## Provided information
[start]

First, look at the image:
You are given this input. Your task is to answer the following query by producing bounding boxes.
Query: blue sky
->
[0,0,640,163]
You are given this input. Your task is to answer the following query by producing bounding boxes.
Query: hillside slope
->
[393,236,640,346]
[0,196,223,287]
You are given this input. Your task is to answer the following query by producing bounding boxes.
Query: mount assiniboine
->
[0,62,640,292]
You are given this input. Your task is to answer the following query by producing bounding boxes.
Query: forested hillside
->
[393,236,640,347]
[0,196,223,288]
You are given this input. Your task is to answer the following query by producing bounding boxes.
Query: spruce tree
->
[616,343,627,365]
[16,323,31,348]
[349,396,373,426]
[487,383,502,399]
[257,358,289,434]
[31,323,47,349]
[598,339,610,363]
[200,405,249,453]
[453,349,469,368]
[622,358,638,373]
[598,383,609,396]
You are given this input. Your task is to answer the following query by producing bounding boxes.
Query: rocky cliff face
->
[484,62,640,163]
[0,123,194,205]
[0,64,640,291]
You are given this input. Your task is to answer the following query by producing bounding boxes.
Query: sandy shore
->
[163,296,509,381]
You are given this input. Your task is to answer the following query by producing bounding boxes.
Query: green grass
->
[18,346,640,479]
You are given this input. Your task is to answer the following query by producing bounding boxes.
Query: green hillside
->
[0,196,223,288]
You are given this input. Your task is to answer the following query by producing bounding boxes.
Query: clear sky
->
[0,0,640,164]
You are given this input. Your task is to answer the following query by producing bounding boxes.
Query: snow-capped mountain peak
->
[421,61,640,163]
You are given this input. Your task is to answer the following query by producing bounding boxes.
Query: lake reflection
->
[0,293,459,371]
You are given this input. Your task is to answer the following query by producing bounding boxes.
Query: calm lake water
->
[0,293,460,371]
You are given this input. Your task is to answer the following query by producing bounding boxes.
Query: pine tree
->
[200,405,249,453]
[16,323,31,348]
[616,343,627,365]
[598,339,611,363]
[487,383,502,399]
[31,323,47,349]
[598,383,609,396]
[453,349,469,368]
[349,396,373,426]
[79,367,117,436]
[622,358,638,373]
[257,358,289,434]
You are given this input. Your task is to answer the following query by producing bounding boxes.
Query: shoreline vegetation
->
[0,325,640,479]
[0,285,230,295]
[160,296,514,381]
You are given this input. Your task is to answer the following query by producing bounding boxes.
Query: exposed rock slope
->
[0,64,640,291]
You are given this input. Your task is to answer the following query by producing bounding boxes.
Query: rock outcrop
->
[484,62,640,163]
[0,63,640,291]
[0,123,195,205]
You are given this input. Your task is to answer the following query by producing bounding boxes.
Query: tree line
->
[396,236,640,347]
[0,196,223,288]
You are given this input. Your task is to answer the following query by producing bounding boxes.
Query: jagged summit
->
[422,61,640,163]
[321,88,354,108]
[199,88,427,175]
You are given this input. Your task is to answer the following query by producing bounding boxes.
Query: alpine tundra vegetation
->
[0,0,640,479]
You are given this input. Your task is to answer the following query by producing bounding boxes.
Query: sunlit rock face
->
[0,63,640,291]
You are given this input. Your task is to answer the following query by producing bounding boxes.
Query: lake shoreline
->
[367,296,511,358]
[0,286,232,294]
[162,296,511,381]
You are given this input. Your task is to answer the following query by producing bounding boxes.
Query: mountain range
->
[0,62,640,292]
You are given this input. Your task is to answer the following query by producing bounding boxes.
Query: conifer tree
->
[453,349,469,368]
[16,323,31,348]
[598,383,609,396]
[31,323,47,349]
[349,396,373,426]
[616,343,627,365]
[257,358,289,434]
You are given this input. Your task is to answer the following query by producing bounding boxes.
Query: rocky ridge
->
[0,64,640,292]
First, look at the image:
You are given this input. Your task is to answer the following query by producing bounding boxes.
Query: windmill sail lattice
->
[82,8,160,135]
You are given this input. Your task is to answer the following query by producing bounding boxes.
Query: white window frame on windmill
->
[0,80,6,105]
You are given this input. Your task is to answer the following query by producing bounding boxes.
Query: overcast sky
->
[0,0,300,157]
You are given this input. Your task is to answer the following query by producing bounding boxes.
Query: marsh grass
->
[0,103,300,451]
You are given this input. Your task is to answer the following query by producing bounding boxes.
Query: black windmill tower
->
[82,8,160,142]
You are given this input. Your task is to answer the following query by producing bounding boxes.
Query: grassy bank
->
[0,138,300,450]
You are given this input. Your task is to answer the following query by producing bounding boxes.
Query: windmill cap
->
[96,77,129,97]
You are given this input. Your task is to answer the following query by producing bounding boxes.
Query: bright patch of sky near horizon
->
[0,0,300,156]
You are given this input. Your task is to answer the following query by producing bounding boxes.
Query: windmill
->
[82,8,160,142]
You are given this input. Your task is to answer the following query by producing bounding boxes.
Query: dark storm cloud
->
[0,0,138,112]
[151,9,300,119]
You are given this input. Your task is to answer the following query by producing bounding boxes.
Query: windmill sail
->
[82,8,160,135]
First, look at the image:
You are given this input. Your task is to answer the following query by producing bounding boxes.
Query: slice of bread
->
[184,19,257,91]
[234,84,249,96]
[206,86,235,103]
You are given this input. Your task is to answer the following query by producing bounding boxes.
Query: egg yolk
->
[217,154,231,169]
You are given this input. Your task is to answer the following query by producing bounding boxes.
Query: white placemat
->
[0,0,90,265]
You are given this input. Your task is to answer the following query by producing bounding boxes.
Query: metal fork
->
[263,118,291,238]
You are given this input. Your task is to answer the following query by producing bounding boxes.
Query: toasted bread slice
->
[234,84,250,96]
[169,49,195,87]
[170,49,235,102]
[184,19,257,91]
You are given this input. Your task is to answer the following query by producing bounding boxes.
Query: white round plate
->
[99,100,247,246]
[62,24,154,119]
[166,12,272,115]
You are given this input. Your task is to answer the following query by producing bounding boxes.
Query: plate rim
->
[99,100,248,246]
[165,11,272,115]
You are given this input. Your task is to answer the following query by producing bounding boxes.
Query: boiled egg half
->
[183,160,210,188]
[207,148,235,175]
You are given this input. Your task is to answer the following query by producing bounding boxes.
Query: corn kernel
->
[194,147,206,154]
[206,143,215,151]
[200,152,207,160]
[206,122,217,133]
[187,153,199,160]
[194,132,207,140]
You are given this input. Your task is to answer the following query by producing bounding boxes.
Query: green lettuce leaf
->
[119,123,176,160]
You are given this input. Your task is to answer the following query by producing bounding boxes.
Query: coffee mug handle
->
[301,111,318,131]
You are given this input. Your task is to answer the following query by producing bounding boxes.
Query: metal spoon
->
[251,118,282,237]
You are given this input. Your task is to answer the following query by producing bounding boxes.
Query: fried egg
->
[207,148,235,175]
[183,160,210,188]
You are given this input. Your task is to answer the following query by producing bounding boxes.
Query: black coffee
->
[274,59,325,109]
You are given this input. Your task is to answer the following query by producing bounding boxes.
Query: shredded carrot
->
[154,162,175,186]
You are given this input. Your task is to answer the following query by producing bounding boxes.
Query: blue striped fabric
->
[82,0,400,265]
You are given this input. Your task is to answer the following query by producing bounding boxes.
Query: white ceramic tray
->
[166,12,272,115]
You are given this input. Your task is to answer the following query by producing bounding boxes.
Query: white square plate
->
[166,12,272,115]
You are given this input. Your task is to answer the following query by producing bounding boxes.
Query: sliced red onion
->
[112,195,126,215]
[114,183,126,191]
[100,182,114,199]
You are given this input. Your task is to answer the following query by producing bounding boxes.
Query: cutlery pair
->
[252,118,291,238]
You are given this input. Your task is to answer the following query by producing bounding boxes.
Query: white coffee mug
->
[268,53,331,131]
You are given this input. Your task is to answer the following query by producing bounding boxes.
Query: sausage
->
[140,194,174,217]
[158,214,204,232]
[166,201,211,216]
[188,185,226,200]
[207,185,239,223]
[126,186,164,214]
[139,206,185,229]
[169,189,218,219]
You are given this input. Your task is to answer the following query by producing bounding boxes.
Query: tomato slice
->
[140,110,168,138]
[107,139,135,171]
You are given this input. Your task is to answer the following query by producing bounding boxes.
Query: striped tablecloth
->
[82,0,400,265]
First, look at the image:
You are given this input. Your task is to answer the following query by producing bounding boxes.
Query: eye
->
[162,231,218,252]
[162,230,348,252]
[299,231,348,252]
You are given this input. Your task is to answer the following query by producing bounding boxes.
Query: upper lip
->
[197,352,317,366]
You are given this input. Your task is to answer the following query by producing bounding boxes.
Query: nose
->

[end]

## Exercise objective
Render the listing from its first line through the line containing "[0,0,640,163]", inclusive, as a JSON list of strings, with one string per line and blank lines omitted.

## The output
[
  "First, look at the image:",
  "You are given this input. Your task is to answer the following query by producing bounding boxes.",
  "Query: blue sky",
  "->",
  "[0,0,640,163]"
]